**CONJUNTO DE TAREAS**:
- A) Imprime el texto de la selección sobre la música cubana entre "A principios de" y "centro de Manhattan.", ambos incluidos.
- B) Según la selección sobre la música cubana, ¿dónde estaba el Palladium Dance Hall?

**SELECCIÓN**:
=-=-=
La música cubana fue el obturador que hizo abordar a Marlon Brando un DC3 con destino a La Habana un 19 de febrero de 1956. Una de las determinaciones más estables y sistemáticas de la relación cultural que fue conformando un humus con impactos específicos en las dos orillas.
En efecto, un conjunto de factores contribuyó a ese proceso de influencias recíprocas que ha sido estudiado por distintos especialistas y académicos, pero básicamente posible, primero, por los viajes de estadounidenses a Cuba, bien por eventos o por turismo, y después por los desarrollos tecnológicos, del gramófono y los discos de acetato al cine, la radio y la televisión. Por eso tanto el son como la rumba pudieron penetrar en nuevos espacios sociales y viabilizar a su modo cambios en las dinámicas del cuerpo y de las relaciones entre los sexos en un medio cultural como el estadounidense, marcado por la herencia puritana y la rigidez de sus axiomas.
Uno de esos correlatos fue la incorporación de ritmos cubanos en los salones de baile, visible ya desde los años 30 después del atronador éxito de “The Peanut Vendor” (“El Manisero”) del compositor Moisés Simons, así como del impacto de las propuestas sonoras de Xavier “Cuggie” Cugat, cuyo genio consistió —como afirma Leonardo Acosta— en “su habilidad para integrar los idiomas musicales cubanos con los sonidos familiares de las orquestas norteamericanas”. Dicho desde hoy, en la fusión.
Un poco más tarde sobrevino el furor de la conga de Desi Arnaz, un santiaguero emigrado a los Estados Unidos debido a un padre machadista, autoproclamado “the hottest guy in Havana” y “the king of the rhumba beat”, pero con impactos en una manera de hacer que serían mucho más tarde recogidos por Emilio y Gloria Estefan en su época de Miami Sound Machine.
A principios de los años 50 una epidemia llamada mambomania o mambo craze arrasó en el gusto de audiencias y bailadores estadounidenses, un fenómeno sociológico sobre el que también impactan las ansiedades traídas por la Guerra de Corea (1951-1953). El nuevo ritmo, lanzado desde México DF por la orquesta de Dámaso Pérez Prado, un mulato cubano con mucho talento y fanático de Stan Kenton, era uno de los platos fuertes del Palladium Dance Hall, en 53 y Broadway, en pleno centro de Manhattan.
Allí se efectuaban jornadas en las que tocaban agrupaciones como Machito y sus Afrocubanos, dirigidos por el saxofonista Mario Bauzá. Pero también estaban, Tito Puente (Nueva York, 1923-2000), Willie Bobo (Harlem, 1934-1983) y Tito Rodríguez (San Juan de Puerto Rico, 1923-1973), entre muchos otros. Toda una pléyade de músicos latinos, muchos de los cuales han pasado a la historia por sus contribuciones al jazz. Y junto a ellos, una generación de bailarines que dejaron un impacto en las maneras de hacer, sentir y mover lo latino en Estados Unidos como parte de un proceso de crossover, visible también en otros dominios de la cultura como la literatura, el arte y el cine.
=-=-=
**DATOS MOSTRADOS**:
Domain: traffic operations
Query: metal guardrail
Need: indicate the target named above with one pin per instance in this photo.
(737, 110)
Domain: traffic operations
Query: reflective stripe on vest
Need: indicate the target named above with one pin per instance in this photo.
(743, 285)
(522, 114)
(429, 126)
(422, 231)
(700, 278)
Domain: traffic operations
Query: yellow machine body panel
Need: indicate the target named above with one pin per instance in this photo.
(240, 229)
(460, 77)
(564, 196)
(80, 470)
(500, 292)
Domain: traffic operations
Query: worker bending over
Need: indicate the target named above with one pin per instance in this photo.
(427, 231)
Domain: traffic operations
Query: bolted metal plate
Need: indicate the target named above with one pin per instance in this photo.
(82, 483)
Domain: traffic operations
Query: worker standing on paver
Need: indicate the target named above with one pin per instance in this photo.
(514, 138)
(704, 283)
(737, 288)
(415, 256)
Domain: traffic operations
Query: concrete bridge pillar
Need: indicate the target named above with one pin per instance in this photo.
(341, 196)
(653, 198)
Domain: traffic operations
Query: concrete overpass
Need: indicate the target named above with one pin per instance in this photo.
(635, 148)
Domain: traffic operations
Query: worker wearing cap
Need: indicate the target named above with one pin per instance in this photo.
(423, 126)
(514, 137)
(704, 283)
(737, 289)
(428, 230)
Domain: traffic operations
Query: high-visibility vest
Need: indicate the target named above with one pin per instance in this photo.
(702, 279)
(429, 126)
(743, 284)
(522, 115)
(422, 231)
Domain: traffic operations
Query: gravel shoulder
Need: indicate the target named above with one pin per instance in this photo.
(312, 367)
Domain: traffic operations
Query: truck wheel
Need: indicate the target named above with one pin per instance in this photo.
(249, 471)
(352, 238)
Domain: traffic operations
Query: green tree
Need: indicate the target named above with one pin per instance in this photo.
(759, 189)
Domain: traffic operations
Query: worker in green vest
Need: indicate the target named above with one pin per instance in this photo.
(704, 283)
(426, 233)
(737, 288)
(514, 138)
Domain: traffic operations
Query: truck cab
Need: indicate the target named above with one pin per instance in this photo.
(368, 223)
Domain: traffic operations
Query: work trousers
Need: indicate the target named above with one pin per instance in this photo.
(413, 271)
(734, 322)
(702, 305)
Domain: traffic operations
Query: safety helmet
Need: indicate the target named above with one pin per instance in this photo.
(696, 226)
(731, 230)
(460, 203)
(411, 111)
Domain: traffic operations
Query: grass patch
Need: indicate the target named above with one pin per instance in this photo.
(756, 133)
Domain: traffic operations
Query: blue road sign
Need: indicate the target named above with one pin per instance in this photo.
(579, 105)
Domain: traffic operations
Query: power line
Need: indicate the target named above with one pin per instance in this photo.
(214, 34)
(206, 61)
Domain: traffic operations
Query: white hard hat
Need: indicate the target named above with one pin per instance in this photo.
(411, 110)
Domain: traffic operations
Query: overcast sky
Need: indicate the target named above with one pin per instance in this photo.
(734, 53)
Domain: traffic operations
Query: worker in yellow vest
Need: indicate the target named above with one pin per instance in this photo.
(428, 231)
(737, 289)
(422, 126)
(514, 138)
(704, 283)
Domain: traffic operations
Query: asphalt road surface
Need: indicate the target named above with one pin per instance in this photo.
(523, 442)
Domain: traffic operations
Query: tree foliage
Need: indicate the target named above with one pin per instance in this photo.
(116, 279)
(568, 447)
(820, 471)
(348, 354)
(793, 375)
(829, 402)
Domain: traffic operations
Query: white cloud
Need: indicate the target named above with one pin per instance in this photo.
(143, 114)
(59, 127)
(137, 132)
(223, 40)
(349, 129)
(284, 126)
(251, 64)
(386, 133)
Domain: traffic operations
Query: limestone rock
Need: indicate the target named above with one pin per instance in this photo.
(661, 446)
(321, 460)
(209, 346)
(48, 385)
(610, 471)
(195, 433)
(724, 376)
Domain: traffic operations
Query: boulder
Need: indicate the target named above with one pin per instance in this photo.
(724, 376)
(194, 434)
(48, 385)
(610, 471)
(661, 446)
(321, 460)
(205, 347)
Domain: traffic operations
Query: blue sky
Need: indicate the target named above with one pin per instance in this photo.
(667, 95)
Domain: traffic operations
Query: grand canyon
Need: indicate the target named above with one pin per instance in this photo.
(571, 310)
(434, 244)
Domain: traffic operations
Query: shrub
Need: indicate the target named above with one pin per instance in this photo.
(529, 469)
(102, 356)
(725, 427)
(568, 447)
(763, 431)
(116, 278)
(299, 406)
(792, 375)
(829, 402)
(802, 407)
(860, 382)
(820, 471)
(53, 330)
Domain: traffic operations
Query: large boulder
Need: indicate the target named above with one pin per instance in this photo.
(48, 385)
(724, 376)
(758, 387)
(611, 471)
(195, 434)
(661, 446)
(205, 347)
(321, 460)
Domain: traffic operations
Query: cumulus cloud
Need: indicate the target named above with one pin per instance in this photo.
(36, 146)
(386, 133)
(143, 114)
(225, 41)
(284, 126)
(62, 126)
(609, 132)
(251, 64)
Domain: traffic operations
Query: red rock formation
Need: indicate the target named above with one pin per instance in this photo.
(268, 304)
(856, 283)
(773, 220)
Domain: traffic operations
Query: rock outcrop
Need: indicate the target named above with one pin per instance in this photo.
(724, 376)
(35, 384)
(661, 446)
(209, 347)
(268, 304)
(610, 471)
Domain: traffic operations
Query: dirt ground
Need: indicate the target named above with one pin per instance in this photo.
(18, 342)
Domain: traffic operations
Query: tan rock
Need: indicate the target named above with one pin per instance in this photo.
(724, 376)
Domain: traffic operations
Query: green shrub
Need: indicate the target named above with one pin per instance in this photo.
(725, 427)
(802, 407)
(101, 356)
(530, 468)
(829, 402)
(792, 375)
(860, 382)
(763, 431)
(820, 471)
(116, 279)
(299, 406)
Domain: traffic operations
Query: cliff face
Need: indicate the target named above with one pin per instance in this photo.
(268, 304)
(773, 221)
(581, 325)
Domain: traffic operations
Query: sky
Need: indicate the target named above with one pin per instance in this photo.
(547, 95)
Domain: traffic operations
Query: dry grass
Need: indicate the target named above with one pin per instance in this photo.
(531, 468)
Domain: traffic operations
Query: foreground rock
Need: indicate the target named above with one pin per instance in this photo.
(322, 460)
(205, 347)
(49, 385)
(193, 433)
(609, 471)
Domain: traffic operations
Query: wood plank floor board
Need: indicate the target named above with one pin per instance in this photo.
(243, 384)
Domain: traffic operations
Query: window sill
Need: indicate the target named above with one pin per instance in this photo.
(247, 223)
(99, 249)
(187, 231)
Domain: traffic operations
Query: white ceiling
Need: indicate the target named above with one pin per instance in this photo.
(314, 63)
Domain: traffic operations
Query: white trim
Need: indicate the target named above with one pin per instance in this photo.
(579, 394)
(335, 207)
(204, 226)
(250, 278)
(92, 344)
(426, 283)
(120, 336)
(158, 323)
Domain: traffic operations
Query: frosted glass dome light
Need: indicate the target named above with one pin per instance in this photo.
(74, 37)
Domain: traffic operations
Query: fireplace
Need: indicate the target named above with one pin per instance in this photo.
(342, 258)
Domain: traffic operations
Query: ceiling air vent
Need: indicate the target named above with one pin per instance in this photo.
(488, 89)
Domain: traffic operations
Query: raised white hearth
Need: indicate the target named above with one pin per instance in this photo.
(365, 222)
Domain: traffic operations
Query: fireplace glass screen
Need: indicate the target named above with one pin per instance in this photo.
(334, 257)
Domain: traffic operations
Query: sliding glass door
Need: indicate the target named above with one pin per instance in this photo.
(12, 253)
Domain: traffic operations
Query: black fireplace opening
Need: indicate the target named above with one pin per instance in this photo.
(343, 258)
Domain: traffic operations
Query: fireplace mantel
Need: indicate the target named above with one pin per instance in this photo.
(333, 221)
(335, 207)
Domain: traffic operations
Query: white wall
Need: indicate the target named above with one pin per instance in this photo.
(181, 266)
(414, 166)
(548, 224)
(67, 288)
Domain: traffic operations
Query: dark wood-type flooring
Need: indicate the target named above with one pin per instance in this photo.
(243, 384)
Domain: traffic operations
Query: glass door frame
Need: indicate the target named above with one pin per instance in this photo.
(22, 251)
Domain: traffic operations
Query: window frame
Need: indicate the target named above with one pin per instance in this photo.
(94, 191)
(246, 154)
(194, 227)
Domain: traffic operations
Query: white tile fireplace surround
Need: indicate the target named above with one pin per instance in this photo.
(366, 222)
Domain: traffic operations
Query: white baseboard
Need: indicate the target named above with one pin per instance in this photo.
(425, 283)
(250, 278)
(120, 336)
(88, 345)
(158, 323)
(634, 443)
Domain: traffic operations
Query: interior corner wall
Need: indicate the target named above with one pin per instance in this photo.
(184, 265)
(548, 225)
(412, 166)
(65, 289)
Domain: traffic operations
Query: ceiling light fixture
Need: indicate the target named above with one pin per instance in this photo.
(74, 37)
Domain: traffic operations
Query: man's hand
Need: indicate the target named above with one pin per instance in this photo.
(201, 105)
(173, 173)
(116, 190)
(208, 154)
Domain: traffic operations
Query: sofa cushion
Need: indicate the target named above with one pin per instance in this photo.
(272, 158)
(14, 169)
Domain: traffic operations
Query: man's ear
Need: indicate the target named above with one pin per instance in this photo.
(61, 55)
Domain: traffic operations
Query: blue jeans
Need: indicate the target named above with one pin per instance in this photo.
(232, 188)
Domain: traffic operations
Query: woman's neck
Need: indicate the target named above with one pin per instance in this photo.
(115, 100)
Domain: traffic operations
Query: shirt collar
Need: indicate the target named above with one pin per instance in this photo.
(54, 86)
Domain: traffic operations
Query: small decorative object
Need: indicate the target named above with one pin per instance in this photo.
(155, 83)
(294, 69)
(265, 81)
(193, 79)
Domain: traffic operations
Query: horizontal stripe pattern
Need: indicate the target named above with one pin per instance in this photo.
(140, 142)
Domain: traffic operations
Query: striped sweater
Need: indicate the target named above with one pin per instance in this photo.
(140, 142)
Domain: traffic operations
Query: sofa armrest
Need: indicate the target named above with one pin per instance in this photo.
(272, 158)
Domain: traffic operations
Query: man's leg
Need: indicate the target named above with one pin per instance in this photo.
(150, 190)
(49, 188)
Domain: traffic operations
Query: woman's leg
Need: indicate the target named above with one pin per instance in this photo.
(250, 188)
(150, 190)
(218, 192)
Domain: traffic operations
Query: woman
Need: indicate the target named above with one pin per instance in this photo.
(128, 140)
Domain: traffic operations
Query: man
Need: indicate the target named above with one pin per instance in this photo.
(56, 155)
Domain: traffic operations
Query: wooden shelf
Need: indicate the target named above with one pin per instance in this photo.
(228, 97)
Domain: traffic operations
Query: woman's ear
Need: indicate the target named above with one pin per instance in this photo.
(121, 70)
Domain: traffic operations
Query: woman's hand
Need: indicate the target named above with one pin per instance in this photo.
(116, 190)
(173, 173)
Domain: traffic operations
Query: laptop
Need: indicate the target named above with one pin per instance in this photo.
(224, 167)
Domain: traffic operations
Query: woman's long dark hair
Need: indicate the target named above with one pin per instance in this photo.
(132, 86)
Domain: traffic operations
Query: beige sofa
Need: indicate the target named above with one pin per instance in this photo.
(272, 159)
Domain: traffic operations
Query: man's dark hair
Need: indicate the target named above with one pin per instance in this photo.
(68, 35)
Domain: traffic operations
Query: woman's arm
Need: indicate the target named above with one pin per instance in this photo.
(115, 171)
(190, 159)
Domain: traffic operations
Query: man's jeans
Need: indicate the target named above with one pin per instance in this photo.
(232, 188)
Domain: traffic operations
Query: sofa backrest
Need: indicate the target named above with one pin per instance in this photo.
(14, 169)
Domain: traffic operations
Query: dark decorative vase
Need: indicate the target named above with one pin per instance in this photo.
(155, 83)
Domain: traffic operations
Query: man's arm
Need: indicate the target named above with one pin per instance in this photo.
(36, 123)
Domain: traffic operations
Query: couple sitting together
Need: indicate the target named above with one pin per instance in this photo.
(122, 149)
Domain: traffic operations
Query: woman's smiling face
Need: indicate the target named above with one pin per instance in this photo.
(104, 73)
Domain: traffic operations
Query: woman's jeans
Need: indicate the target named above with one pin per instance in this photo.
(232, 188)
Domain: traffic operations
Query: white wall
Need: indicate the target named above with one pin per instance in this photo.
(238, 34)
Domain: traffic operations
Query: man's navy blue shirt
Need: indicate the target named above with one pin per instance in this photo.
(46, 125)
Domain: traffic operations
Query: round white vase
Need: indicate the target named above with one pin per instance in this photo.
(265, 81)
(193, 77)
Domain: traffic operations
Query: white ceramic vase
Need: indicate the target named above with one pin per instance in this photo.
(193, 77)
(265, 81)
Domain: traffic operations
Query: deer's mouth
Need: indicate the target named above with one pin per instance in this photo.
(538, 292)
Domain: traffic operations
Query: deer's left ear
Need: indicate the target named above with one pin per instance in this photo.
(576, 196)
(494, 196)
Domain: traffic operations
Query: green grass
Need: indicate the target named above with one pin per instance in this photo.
=-=-=
**RESPUESTAS COMPLETAS**:
- A)
A principios de los años 50 una epidemia llamada mambomania o mambo craze arrasó en el gusto de audiencias y bailadores estadounidenses, un fenómeno sociológico sobre el que también impactan las ansiedades traídas por la Guerra de Corea (1951-1953). El nuevo ritmo, lanzado desde México DF por la orquesta de Dámaso Pérez Prado, un mulato cubano con mucho talento y fanático de Stan Kenton, era uno de los platos fuertes del Palladium Dance Hall, en 53 y Broadway, en pleno centro de Manhattan.

- B) En 53 y Broadway, en pleno centro de Manhattan.